**WRITTEN REQUEST**
Count the rows below that contain the string "hair". Reply with the number only.

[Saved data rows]

__________

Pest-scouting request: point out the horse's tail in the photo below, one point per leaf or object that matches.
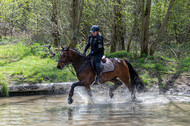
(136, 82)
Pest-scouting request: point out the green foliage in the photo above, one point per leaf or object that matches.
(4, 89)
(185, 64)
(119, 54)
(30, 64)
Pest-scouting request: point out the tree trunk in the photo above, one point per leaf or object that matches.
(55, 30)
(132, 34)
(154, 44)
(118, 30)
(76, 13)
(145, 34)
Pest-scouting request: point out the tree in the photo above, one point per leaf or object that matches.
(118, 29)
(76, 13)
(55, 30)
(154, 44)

__________

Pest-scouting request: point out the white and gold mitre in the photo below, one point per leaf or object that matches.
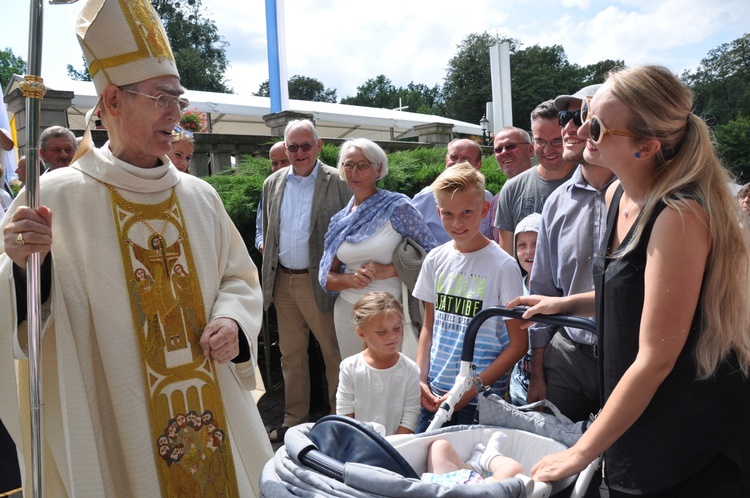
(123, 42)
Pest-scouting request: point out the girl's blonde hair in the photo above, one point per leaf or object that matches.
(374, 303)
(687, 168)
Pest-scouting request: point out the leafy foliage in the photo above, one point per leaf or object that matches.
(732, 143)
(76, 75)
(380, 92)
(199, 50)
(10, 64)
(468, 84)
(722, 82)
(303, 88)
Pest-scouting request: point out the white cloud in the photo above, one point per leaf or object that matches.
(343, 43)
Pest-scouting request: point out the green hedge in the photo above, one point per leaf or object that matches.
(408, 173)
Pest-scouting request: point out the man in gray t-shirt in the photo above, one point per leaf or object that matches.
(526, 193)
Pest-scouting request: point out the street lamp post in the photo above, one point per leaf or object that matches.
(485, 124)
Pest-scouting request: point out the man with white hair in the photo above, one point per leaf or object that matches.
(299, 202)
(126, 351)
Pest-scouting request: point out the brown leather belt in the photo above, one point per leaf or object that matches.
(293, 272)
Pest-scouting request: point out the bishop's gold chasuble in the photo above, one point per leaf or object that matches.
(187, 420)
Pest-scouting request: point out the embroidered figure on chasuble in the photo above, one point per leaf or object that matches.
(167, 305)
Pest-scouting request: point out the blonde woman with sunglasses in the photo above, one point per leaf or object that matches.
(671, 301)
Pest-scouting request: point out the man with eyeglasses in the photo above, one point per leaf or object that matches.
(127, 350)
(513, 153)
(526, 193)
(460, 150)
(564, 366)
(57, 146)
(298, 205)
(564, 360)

__________

**ANSWER IN FULL**
2